#### Texte de la page ####

Qui va acheter l’uranium du Niger ?
Après des décennies de domination française sur son secteur de l’uranium, le Niger vient de reprendre le contrôle de la Somaïr et bouscule la donne géopolitique mondiale. Face à la fin de l’ère Orano, le pays cherche désormais de nouveaux partenaires pour valoriser sa ressource stratégique, tout en relevant le défi du transfert de compétences et de la souveraineté minière, dans un contexte international sous haute tension.
Abdourahamane Tiani
Le Niger vient de tourner une page de son histoire minière. Avec la nationalisation de la Somaïr, jusque-là pilier de l’exploitation de l’uranium sous domination française via Orano (ex-Areva), Niamey affiche sa volonté de reprendre la main sur ses ressources stratégiques. Ce choix, dicté par les autorités issues de la transition militaire, marque une rupture assumée avec plusieurs décennies de rapports inégalitaires où pendant trop longtemps, plus de 60 % de la production d’uranium nigérienne prenait la direction de la France, au prix d’une souveraineté nationale fragilisée.
Mais la décision du Niger ne clôt pas le contentieux avec Orano, loin de là. Deux procédures d’arbitrage international sont en cours, l’une sur le retrait de la licence d’exploitation du site d’Imouraren, l’autre sur la perte de contrôle d’Orano au sein de la Somaïr. Le tout s’inscrit dans une atmosphère de crise profonde entre Niamey et Paris, depuis le coup d’État de 2023 qui a précipité le départ des troupes françaises et la fermeture des représentations tricolores au Niger.
Cette reconquête de souveraineté pose toutefois une question essentielle. Qui sera le prochain client de l’uranium nigérien ? Malgré des rumeurs persistantes d’accord avec l’Iran – rapidement démenties par les autorités – la donne internationale, marquée par la guerre Israël-Iran et une surveillance américaine renforcée, ferme la porte à tout projet de vente directe à Téhéran.
La Chine, déjà bien implantée dans l’industrie pétrolière et présente dans l’uranium via Sino-U, s’impose comme un partenaire logique. La Russie n’est pas en reste, tout comme le Canada, grâce à Global Atomic qui développe un nouveau projet à Dosso avec le soutien d’investisseurs américains. Certains États européens, soucieux de sécuriser leur approvisionnement hors du giron français, observent également le Niger de près. Enfin, le marché émergent des mini-centrales nucléaires en Asie et au Moyen-Orient ouvre de nouvelles perspectives commerciales.

####

→ **Consigne 1**: Recopiez fidèlement le passage de l'article sur l'uranium du Niger qui va de « Abdourahamane Tiani » jusqu'à « souveraineté nationale fragilisée. » inclus.
→ **Consigne 2**: D'après l'article sur l'uranium du Niger, quelle part de la production d'uranium nigérienne prenait la direction de la France ?

#### Données fournies ####

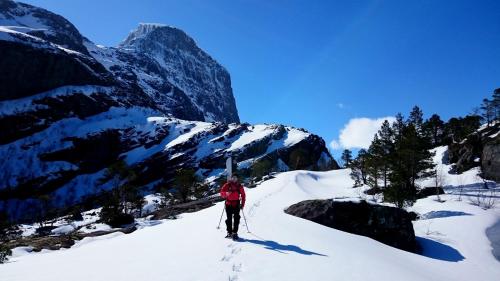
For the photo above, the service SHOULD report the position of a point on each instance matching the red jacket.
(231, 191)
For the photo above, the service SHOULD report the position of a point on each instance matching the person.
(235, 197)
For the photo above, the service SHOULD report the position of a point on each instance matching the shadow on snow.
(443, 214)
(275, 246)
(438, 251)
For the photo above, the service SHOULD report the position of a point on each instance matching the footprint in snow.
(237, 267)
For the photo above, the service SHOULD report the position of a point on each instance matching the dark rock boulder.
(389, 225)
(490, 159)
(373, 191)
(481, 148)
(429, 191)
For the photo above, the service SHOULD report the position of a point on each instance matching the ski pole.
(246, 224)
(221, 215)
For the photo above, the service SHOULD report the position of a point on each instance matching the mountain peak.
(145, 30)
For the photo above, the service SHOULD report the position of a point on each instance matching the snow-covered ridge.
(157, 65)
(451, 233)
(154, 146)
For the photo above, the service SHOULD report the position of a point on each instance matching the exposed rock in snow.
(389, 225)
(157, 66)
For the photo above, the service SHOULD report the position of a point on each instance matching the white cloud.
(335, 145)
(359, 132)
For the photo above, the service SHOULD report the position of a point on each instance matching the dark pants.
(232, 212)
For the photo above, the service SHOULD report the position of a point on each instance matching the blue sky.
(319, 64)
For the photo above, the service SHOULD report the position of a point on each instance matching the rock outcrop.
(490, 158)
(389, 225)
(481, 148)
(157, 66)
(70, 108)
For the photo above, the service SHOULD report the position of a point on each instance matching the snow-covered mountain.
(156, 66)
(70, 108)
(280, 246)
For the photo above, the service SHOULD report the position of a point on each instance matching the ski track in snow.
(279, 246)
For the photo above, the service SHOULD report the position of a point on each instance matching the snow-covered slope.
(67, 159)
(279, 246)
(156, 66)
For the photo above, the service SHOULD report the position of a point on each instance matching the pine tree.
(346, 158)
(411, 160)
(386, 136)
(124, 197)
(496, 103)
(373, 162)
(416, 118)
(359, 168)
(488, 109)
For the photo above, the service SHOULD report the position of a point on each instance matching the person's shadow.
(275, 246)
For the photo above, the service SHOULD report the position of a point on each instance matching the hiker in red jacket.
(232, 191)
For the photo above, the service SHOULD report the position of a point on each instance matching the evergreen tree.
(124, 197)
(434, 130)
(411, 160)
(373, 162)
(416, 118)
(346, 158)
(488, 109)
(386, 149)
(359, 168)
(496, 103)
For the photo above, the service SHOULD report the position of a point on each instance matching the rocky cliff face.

####
#### Données fournies ####

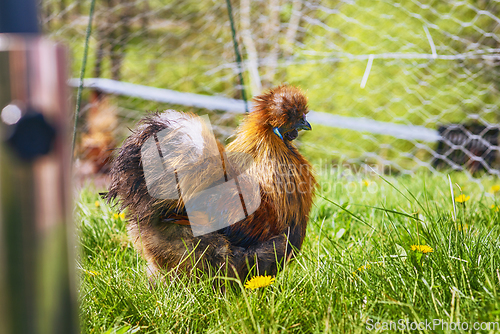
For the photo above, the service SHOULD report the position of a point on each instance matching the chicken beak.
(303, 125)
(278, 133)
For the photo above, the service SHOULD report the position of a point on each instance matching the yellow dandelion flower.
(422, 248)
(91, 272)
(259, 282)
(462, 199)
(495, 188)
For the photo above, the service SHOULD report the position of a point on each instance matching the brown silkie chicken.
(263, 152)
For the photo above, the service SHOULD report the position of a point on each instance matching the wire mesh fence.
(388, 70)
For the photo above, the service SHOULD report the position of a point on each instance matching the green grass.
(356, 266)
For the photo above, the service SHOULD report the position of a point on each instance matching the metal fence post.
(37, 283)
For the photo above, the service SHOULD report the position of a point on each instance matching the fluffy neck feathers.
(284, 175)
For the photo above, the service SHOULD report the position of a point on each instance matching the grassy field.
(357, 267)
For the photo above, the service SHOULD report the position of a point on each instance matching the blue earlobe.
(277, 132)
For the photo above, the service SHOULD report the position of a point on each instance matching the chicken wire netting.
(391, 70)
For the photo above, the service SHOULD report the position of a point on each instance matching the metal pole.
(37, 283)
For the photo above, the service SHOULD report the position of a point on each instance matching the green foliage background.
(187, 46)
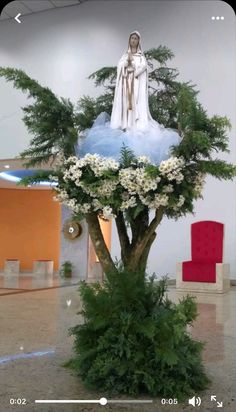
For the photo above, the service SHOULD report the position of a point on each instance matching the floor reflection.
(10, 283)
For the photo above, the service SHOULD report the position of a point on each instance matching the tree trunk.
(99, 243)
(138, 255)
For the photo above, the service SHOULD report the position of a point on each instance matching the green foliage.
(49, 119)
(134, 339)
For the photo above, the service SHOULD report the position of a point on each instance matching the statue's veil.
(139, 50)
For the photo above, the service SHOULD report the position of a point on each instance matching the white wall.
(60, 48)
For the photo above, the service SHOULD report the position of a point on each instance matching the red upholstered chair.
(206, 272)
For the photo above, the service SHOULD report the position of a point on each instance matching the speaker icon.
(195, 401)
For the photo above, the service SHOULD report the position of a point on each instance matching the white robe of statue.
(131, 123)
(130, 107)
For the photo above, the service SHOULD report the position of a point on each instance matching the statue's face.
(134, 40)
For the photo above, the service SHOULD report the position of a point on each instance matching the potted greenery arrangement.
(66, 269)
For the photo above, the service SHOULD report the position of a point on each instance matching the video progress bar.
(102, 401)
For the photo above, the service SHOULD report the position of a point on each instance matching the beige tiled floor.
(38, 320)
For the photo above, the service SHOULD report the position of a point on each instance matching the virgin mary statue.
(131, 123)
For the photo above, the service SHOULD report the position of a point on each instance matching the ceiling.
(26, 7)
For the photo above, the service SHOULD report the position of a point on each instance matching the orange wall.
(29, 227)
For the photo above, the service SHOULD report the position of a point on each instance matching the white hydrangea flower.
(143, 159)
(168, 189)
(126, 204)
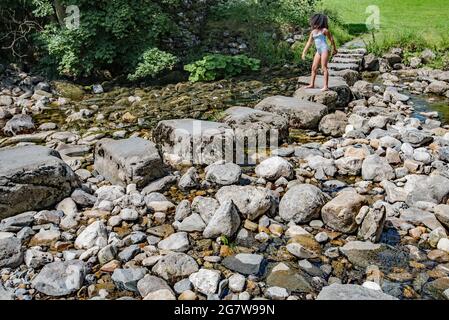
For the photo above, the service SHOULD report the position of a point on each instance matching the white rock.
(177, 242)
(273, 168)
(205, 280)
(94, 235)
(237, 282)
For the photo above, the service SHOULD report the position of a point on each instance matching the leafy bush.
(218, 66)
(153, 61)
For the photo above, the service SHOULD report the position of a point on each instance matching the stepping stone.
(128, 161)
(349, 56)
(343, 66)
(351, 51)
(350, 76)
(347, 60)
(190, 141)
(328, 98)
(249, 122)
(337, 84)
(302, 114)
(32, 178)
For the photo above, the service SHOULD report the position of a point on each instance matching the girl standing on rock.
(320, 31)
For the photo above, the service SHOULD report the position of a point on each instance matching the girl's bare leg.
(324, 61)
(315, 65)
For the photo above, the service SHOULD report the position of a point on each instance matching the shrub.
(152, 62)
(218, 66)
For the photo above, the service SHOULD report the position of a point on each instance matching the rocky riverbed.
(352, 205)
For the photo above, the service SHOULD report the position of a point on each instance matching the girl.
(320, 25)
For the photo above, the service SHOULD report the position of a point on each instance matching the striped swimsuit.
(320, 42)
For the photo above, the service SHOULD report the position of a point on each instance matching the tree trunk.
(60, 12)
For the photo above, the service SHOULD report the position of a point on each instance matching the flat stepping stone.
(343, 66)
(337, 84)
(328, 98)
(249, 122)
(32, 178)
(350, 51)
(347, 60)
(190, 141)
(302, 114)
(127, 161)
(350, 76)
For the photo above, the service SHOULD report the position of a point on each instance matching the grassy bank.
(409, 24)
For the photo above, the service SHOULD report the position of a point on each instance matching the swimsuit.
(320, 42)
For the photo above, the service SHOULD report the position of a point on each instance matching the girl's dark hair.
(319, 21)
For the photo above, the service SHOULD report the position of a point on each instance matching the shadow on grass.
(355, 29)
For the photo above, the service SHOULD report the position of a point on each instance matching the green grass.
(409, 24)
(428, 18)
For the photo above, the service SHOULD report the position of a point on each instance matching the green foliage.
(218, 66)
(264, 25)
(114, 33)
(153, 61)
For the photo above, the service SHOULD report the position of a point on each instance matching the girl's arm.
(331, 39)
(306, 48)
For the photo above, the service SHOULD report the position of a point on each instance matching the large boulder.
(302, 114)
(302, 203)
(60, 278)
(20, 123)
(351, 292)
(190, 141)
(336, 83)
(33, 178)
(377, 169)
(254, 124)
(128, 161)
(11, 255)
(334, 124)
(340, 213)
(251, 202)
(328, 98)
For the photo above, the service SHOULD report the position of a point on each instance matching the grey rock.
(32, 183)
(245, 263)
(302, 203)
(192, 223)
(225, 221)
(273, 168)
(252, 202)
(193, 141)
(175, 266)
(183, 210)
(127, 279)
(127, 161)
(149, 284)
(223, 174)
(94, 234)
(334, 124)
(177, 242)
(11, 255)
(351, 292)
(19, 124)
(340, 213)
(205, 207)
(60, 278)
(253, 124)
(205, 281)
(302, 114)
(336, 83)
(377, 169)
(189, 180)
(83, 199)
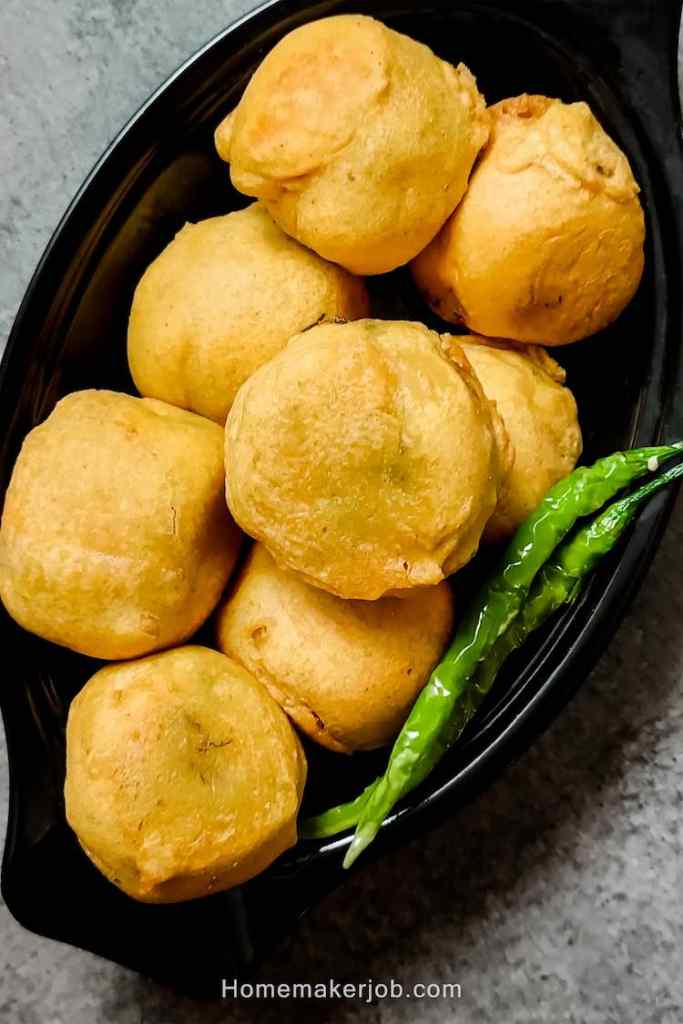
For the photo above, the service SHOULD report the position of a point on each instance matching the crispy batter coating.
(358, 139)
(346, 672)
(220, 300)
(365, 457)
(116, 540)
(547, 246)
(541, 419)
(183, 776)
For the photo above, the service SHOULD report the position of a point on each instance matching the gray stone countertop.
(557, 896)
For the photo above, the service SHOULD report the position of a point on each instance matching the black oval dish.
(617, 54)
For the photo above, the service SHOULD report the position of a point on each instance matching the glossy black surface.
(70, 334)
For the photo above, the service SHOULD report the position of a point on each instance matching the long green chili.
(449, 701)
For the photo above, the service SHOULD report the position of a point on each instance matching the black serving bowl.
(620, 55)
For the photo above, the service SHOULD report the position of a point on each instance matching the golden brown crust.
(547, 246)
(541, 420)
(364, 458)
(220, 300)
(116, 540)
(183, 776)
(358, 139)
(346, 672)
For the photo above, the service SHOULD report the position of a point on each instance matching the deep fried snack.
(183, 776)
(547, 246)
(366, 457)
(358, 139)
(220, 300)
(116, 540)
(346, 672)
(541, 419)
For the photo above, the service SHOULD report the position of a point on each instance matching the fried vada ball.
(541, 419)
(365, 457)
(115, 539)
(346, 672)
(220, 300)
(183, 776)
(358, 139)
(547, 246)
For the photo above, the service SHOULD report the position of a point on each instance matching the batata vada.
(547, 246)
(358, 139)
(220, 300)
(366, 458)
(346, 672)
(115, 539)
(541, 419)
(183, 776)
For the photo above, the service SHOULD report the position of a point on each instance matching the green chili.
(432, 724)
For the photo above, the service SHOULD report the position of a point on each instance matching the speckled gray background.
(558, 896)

####

→ **Réponse 1**:
Abdourahamane Tiani
Le Niger vient de tourner une page de son histoire minière. Avec la nationalisation de la Somaïr, jusque-là pilier de l’exploitation de l’uranium sous domination française via Orano (ex-Areva), Niamey affiche sa volonté de reprendre la main sur ses ressources stratégiques. Ce choix, dicté par les autorités issues de la transition militaire, marque une rupture assumée avec plusieurs décennies de rapports inégalitaires où pendant trop longtemps, plus de 60 % de la production d’uranium nigérienne prenait la direction de la France, au prix d’une souveraineté nationale fragilisée.

→ **Réponse 2**: Plus de 60 %.